_TASK DETAILS_: Reproduce the entries from the line with "Point to the white plate, one" through the end of the entries, swapping "glass bottle" for "glass jar" and keeping everything else unchanged.

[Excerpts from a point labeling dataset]
· · · ·

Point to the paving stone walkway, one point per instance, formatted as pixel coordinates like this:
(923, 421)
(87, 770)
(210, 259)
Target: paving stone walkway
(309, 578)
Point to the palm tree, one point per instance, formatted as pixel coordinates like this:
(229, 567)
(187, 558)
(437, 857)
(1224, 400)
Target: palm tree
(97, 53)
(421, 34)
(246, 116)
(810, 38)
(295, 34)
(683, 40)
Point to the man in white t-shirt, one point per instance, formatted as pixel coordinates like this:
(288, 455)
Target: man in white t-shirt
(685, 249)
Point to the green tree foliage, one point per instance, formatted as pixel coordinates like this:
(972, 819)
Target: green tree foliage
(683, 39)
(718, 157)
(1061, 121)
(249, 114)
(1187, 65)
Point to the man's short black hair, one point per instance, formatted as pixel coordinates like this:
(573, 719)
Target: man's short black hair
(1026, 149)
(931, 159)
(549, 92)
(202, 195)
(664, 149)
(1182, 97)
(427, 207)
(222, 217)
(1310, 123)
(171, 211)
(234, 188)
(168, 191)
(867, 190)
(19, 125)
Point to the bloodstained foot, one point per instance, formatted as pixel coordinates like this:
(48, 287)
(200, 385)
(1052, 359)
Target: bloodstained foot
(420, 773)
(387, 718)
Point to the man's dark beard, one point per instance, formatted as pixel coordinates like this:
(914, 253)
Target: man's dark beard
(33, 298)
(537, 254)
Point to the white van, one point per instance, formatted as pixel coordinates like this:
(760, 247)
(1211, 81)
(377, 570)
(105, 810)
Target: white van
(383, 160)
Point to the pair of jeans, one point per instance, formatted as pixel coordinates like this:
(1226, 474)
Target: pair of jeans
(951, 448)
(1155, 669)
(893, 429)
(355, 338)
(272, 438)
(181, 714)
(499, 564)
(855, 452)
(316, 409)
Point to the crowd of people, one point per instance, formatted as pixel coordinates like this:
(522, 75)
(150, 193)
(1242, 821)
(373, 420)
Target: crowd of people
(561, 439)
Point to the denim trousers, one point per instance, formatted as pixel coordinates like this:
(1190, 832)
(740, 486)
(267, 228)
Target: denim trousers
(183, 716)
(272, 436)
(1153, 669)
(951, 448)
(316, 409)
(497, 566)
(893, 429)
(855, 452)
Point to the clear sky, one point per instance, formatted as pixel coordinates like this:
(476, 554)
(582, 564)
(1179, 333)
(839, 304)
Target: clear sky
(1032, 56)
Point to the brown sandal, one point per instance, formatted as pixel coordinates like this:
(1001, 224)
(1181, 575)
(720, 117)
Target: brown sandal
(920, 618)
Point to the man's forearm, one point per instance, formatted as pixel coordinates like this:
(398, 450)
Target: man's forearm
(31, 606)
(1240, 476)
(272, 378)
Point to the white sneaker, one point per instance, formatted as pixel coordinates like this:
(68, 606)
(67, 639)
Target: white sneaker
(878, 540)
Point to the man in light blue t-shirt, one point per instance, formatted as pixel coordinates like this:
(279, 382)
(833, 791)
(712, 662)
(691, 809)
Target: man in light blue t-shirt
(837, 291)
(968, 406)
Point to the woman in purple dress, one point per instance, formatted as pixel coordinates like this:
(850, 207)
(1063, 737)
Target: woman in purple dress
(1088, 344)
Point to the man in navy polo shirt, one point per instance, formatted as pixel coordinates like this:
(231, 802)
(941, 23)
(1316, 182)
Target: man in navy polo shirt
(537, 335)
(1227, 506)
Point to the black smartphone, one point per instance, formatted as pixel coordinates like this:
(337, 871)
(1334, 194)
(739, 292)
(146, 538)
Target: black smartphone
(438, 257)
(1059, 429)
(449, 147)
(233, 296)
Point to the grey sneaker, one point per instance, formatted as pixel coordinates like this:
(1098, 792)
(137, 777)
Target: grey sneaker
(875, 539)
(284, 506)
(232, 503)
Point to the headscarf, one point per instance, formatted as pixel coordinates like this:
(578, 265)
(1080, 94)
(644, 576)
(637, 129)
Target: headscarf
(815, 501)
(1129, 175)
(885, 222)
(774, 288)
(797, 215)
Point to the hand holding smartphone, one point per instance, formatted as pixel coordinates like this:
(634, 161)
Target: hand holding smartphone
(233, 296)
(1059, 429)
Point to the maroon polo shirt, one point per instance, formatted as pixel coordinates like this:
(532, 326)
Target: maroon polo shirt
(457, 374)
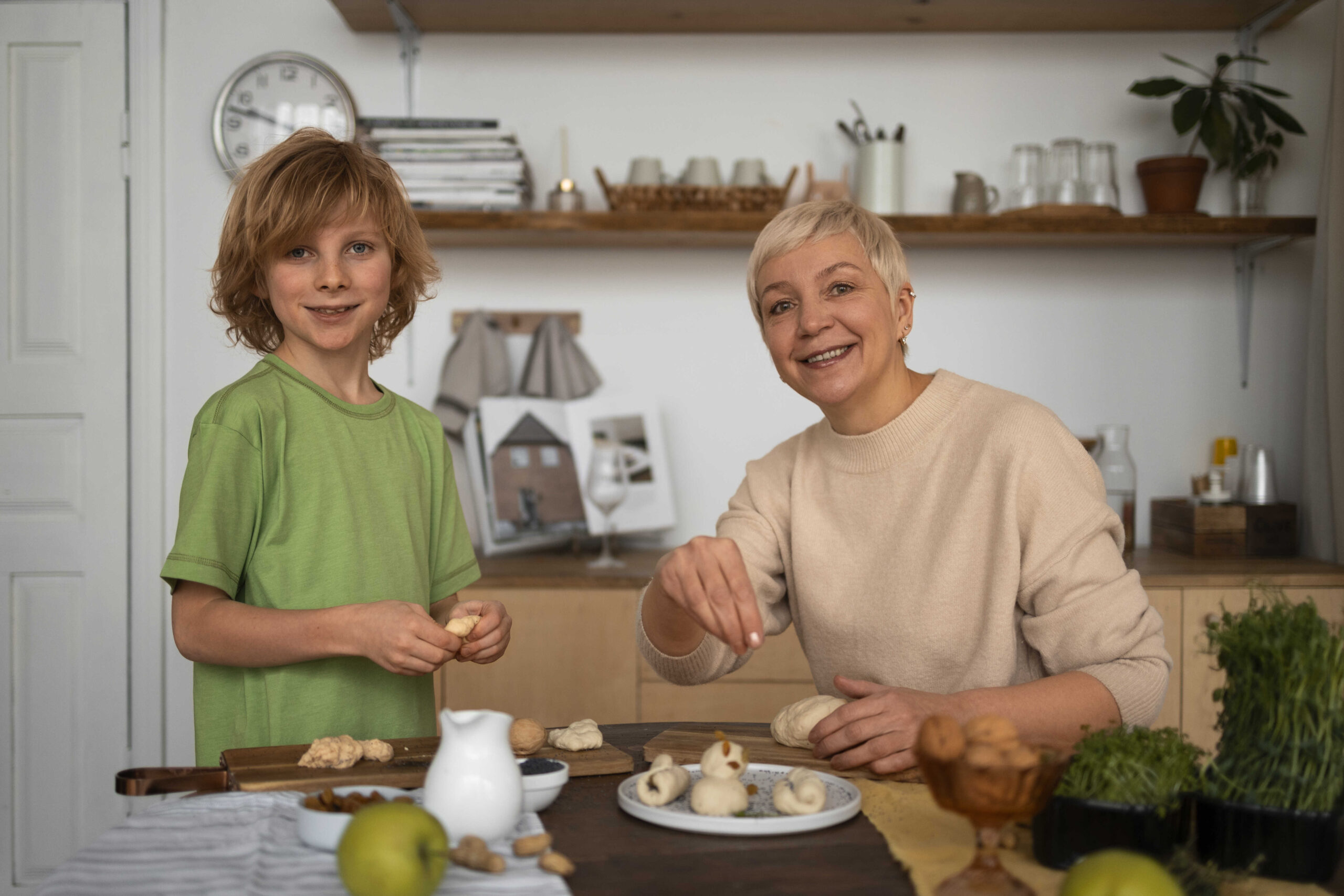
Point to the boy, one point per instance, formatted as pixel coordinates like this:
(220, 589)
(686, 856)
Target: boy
(320, 542)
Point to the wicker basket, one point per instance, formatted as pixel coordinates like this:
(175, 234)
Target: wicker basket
(689, 198)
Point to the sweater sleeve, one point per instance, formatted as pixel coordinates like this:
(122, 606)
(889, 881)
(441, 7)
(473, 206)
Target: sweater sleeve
(753, 523)
(1084, 609)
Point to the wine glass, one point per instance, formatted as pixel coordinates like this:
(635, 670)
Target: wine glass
(606, 488)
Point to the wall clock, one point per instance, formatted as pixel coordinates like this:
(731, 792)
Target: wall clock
(272, 97)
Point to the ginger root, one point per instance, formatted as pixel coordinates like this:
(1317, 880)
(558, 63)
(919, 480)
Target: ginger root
(533, 846)
(472, 852)
(557, 864)
(526, 736)
(461, 626)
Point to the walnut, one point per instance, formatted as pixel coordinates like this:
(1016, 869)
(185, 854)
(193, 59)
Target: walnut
(332, 753)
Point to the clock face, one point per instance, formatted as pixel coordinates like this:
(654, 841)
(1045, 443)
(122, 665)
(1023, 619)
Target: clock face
(270, 99)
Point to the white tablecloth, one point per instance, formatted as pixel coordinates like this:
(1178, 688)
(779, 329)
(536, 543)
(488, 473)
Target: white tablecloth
(243, 844)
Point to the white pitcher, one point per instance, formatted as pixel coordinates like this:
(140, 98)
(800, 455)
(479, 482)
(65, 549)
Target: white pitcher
(474, 785)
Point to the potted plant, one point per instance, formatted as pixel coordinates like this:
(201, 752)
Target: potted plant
(1234, 119)
(1124, 789)
(1275, 787)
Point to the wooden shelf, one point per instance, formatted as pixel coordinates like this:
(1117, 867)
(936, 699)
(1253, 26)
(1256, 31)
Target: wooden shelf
(737, 230)
(808, 16)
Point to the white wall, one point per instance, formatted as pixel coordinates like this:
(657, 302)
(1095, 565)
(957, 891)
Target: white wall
(1139, 336)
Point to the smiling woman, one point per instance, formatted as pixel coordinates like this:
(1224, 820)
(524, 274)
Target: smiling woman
(941, 546)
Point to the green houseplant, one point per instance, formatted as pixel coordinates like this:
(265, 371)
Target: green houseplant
(1276, 785)
(1237, 121)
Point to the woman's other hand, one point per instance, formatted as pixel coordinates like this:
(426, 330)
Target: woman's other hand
(402, 637)
(878, 729)
(490, 638)
(707, 581)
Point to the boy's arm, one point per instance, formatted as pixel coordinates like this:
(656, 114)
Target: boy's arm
(401, 637)
(490, 638)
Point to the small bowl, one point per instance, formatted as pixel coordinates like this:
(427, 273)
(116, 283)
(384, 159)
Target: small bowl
(541, 790)
(324, 829)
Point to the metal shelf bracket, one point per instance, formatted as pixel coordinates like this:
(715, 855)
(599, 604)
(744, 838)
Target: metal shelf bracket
(1245, 256)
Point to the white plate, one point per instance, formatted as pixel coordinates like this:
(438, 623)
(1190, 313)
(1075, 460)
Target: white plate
(843, 804)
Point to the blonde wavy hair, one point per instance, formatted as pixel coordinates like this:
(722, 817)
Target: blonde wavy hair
(811, 222)
(300, 186)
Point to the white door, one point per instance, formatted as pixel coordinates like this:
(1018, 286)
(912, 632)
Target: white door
(64, 594)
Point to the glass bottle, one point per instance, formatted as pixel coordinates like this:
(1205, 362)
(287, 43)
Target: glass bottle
(1119, 473)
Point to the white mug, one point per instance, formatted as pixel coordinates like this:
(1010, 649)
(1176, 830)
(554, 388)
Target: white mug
(749, 172)
(646, 170)
(702, 172)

· · · ·

_EXERCISE SOLUTION_:
Point to the white plate, one point per instance, formatted as pixel coordinates like this:
(438, 623)
(1190, 313)
(1075, 460)
Target: white plate
(843, 804)
Point to the blonde wavy hair, one point per instance, formatted as pixel coordinates like this:
(722, 817)
Target: blonde wavy hair
(811, 222)
(300, 186)
Point to the white door, one point per instance, formatted as pixel coordinates like this:
(1018, 286)
(912, 632)
Target: white door
(64, 594)
Point to the glass jar, one point per instance, formatted as pixel coordinates like this:
(1205, 362)
(287, 43)
Target: glass jar
(1119, 473)
Point to the white mug, one point per instance, formatted as pixel coordinates like this:
(1010, 649)
(1176, 830)
(554, 388)
Target: white mug
(749, 172)
(646, 170)
(702, 172)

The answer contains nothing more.